START Supplied data

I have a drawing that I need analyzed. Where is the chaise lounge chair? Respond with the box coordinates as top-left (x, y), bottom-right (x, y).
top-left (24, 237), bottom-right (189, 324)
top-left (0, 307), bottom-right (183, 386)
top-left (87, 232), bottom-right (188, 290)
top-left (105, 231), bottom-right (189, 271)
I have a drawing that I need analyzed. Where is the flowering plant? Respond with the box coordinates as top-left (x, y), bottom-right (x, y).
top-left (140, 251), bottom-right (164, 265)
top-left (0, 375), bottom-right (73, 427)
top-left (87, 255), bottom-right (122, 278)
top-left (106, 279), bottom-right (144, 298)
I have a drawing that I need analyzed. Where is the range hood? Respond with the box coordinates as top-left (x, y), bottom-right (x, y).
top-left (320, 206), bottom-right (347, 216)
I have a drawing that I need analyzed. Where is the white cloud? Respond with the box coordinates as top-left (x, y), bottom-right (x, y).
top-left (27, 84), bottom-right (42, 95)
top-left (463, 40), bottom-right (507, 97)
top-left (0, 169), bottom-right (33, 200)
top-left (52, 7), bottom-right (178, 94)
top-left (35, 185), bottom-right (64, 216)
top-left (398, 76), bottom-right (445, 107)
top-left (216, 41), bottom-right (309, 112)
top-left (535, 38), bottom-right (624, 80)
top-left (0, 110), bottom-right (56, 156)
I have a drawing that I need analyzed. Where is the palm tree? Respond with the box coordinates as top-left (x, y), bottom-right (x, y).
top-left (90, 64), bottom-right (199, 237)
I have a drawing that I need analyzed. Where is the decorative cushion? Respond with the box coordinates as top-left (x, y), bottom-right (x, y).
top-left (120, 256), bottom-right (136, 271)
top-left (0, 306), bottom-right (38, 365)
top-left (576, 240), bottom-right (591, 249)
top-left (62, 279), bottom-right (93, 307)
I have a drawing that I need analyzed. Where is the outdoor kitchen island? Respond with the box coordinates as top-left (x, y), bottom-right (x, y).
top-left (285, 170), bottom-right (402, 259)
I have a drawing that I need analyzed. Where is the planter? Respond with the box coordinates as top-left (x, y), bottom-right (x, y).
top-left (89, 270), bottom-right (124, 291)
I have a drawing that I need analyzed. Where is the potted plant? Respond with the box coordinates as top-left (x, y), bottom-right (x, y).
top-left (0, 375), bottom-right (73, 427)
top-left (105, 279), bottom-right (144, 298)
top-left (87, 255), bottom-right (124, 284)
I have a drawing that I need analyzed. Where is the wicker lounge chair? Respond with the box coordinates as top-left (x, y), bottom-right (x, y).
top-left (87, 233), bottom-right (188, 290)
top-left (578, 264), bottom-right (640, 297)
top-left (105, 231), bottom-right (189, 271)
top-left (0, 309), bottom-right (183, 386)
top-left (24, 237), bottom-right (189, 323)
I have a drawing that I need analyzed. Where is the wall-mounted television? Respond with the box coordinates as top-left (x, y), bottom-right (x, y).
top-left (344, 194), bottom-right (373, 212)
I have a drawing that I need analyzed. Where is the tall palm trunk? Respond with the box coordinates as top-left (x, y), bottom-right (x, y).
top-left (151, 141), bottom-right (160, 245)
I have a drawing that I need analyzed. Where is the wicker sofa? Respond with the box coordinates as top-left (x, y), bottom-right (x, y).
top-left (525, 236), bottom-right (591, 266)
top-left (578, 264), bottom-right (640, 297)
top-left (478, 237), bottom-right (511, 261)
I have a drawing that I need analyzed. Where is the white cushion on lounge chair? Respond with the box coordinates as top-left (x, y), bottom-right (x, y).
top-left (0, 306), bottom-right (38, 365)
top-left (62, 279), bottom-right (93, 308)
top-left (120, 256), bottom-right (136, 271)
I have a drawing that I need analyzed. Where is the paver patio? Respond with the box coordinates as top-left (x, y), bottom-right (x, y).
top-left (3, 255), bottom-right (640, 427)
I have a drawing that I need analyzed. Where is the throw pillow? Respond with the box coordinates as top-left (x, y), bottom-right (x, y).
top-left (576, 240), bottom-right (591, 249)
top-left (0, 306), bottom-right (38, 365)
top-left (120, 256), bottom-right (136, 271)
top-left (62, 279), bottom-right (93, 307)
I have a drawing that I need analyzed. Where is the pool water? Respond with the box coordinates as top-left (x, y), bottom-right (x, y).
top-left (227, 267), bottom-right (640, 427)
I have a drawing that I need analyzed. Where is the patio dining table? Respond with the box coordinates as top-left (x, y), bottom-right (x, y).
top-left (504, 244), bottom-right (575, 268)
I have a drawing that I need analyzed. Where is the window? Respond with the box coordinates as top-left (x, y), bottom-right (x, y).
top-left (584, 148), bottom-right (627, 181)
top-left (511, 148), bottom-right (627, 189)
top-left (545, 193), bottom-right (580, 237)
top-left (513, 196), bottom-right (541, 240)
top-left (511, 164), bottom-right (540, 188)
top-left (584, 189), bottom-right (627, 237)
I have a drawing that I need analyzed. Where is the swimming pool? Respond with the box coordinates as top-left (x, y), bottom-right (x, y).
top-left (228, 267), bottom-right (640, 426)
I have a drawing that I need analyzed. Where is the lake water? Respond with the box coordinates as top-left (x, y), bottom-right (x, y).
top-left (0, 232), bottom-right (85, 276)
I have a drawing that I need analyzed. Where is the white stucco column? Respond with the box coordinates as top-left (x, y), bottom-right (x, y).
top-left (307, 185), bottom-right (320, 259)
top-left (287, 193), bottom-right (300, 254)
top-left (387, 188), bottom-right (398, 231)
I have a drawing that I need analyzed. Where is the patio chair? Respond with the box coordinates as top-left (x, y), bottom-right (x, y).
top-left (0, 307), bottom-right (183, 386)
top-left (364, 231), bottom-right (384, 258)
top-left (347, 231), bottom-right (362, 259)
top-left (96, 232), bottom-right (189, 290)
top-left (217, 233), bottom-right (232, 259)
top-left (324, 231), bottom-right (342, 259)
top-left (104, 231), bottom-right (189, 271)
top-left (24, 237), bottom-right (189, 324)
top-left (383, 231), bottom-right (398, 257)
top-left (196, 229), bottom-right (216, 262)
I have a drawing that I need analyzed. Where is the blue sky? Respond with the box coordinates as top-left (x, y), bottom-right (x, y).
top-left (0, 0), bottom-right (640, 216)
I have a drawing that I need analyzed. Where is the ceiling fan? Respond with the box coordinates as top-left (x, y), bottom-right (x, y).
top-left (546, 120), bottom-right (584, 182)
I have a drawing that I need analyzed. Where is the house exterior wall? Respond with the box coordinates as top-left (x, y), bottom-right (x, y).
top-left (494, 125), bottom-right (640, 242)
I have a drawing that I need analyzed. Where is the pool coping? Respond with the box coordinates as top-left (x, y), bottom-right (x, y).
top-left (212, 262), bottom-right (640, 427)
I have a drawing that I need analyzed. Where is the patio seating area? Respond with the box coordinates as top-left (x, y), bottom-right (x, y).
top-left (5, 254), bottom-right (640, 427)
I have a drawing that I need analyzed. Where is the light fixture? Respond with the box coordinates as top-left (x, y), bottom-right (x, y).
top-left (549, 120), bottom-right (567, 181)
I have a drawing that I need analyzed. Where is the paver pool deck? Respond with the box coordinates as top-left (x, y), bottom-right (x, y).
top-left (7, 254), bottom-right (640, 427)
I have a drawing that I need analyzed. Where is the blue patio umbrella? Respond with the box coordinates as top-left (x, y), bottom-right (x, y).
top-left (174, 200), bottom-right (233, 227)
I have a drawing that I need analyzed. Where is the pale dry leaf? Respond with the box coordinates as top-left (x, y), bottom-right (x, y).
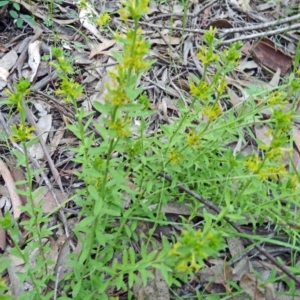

END Supplied data

● **Task brief**
Reproduce all of the rows above word for word, omitting the pictures.

● **Answer to the exercise**
I have a drawing that I need analyzed. Where is the chaise lounge chair? Respond with the box coordinates as top-left (x, y), bottom-right (x, y).
top-left (24, 237), bottom-right (189, 324)
top-left (0, 307), bottom-right (183, 386)
top-left (87, 232), bottom-right (188, 290)
top-left (105, 231), bottom-right (189, 271)
I have a drawing that I need analyzed. Where is the flowering plant? Respond with the box coordinates as top-left (x, y), bottom-right (x, y).
top-left (140, 251), bottom-right (164, 265)
top-left (0, 375), bottom-right (73, 427)
top-left (87, 255), bottom-right (122, 278)
top-left (106, 279), bottom-right (144, 298)
I have a drawing that I need analyzed. Where is the range hood? Respond with the box coordinates as top-left (x, y), bottom-right (x, y).
top-left (320, 206), bottom-right (347, 216)
I have a drawing that I need analyzed. Where is the white cloud? Respond with the box coordinates as top-left (x, y), bottom-right (x, y).
top-left (27, 84), bottom-right (42, 95)
top-left (463, 40), bottom-right (507, 97)
top-left (0, 169), bottom-right (33, 200)
top-left (52, 7), bottom-right (178, 94)
top-left (35, 185), bottom-right (64, 216)
top-left (398, 76), bottom-right (445, 107)
top-left (216, 41), bottom-right (309, 112)
top-left (535, 38), bottom-right (624, 80)
top-left (0, 110), bottom-right (56, 156)
I have a drawing that I need analyzed. Where is the palm tree? Respond with the box coordinates as top-left (x, y), bottom-right (x, y).
top-left (90, 64), bottom-right (199, 237)
I have a drawing that I need analyzed. Where is the decorative cushion? Respond with the box coordinates as top-left (x, y), bottom-right (x, y).
top-left (120, 256), bottom-right (136, 271)
top-left (0, 306), bottom-right (38, 365)
top-left (576, 240), bottom-right (591, 249)
top-left (62, 279), bottom-right (93, 307)
I have a drawing that I need analyzed. Where is the outdoor kitchen island? Respond with the box coordinates as top-left (x, y), bottom-right (x, y).
top-left (285, 170), bottom-right (402, 259)
I have a drawing that I need analyzed. Where is the planter? Respond with the box coordinates as top-left (x, y), bottom-right (x, y).
top-left (89, 270), bottom-right (124, 291)
I have a drawing that I need analyzed. Where is the potted plant? Respond with the box coordinates as top-left (x, y), bottom-right (x, y).
top-left (0, 375), bottom-right (73, 427)
top-left (105, 279), bottom-right (144, 298)
top-left (87, 255), bottom-right (124, 284)
I have a drawing that I need analyzed. Where is the wicker lounge chair? Respond with the box coordinates as top-left (x, y), bottom-right (x, y).
top-left (87, 233), bottom-right (188, 290)
top-left (578, 264), bottom-right (640, 297)
top-left (105, 231), bottom-right (189, 271)
top-left (0, 309), bottom-right (183, 386)
top-left (24, 237), bottom-right (189, 323)
I have a drawing that I need analyzed. Where is the wall-mounted television? Respond with the box coordinates as top-left (x, y), bottom-right (x, y).
top-left (344, 194), bottom-right (373, 212)
I have a drawing that I need analyzed. Where is the tall palm trunk? Respond with the box coordinates as top-left (x, y), bottom-right (x, y).
top-left (151, 141), bottom-right (160, 245)
I have a drawing that I need analyzed. Where is the wicker sofa? Respond with the box coordinates as top-left (x, y), bottom-right (x, y).
top-left (525, 236), bottom-right (591, 266)
top-left (578, 264), bottom-right (640, 297)
top-left (478, 237), bottom-right (511, 261)
I have a drawing that I need analyzed. Where is the white cushion on lounge chair? Respond with the box coordinates as top-left (x, y), bottom-right (x, y).
top-left (0, 306), bottom-right (38, 365)
top-left (62, 279), bottom-right (93, 308)
top-left (120, 256), bottom-right (136, 271)
I have a drawing that I need analyzed. Where is the paver patio? Respond with the box coordinates as top-left (x, y), bottom-right (x, y).
top-left (3, 255), bottom-right (640, 427)
I have a drawing that I need analyzed. Where is the throw pillow? Respond with the box coordinates as top-left (x, y), bottom-right (x, y).
top-left (576, 240), bottom-right (591, 249)
top-left (0, 306), bottom-right (38, 365)
top-left (120, 256), bottom-right (136, 271)
top-left (62, 279), bottom-right (93, 307)
I have a drawing that I need analyzed. Where is the pool water? Respond with the box coordinates as top-left (x, y), bottom-right (x, y).
top-left (227, 267), bottom-right (640, 427)
I have a drawing that I need analyzed. Where is the patio dining table? Respond with the box coordinates as top-left (x, y), bottom-right (x, y).
top-left (504, 244), bottom-right (575, 268)
I have a drawing that I need analyzed. Where is the window? Respond with the box coordinates as top-left (x, y), bottom-right (x, y).
top-left (584, 148), bottom-right (627, 181)
top-left (511, 148), bottom-right (627, 189)
top-left (545, 193), bottom-right (580, 237)
top-left (513, 196), bottom-right (541, 240)
top-left (511, 164), bottom-right (540, 188)
top-left (584, 189), bottom-right (627, 237)
I have a drawing that I need analyzed. Where is the swimming pool? Respond with the box coordinates as top-left (x, y), bottom-right (x, y).
top-left (228, 267), bottom-right (640, 426)
I have a drawing that I need analyzed. Where is the lake water? Respond with the box coordinates as top-left (x, y), bottom-right (x, y).
top-left (0, 232), bottom-right (85, 276)
I have a drawing that I need analyzed. Where is the white stucco column? Respond with the box coordinates as top-left (x, y), bottom-right (x, y).
top-left (307, 185), bottom-right (320, 259)
top-left (287, 193), bottom-right (300, 254)
top-left (387, 188), bottom-right (398, 231)
I have a drawing that I need analyzed. Where is the patio chair? Respond with the box coordinates as top-left (x, y), bottom-right (x, y).
top-left (0, 307), bottom-right (183, 386)
top-left (364, 231), bottom-right (384, 258)
top-left (347, 231), bottom-right (362, 259)
top-left (96, 232), bottom-right (189, 290)
top-left (217, 233), bottom-right (232, 259)
top-left (324, 231), bottom-right (342, 259)
top-left (104, 231), bottom-right (189, 271)
top-left (24, 237), bottom-right (189, 324)
top-left (383, 231), bottom-right (398, 257)
top-left (196, 229), bottom-right (216, 262)
I have a drawing that I need analyzed. Where is the blue sky? Respond with the box coordinates as top-left (x, y), bottom-right (x, y).
top-left (0, 0), bottom-right (640, 216)
I have a drawing that I need analyzed. Where is the ceiling fan? Respond with the box coordinates as top-left (x, y), bottom-right (x, y).
top-left (546, 120), bottom-right (584, 182)
I have a drawing that I need analyzed. Where is the house exterior wall? Respond with the box coordinates as top-left (x, y), bottom-right (x, y).
top-left (494, 125), bottom-right (640, 242)
I have a drawing that I need analyzed. Where is the pool coping? Respond with the box coordinates as top-left (x, y), bottom-right (x, y).
top-left (212, 262), bottom-right (640, 427)
I have a drawing that I need analyzed. Where is the patio seating area? Respond with the box coordinates as top-left (x, y), bottom-right (x, y).
top-left (5, 254), bottom-right (640, 427)
I have a drawing that I need analyzed. Where is the light fixture? Respond with the box coordinates as top-left (x, y), bottom-right (x, y).
top-left (549, 120), bottom-right (567, 181)
I have a drawing that I need analyzed. Where is the paver pool deck? Respond with the box coordinates as top-left (x, y), bottom-right (x, y).
top-left (7, 254), bottom-right (640, 427)
I have a drawing that I need analyzed. Where is the blue patio umbrella? Respond with the box coordinates as top-left (x, y), bottom-right (x, y).
top-left (174, 200), bottom-right (233, 227)
I have a drawing that I need analyzed. Where is the pale dry leaf? Respond with the box coordinates as top-left (x, y), bottom-right (x, y).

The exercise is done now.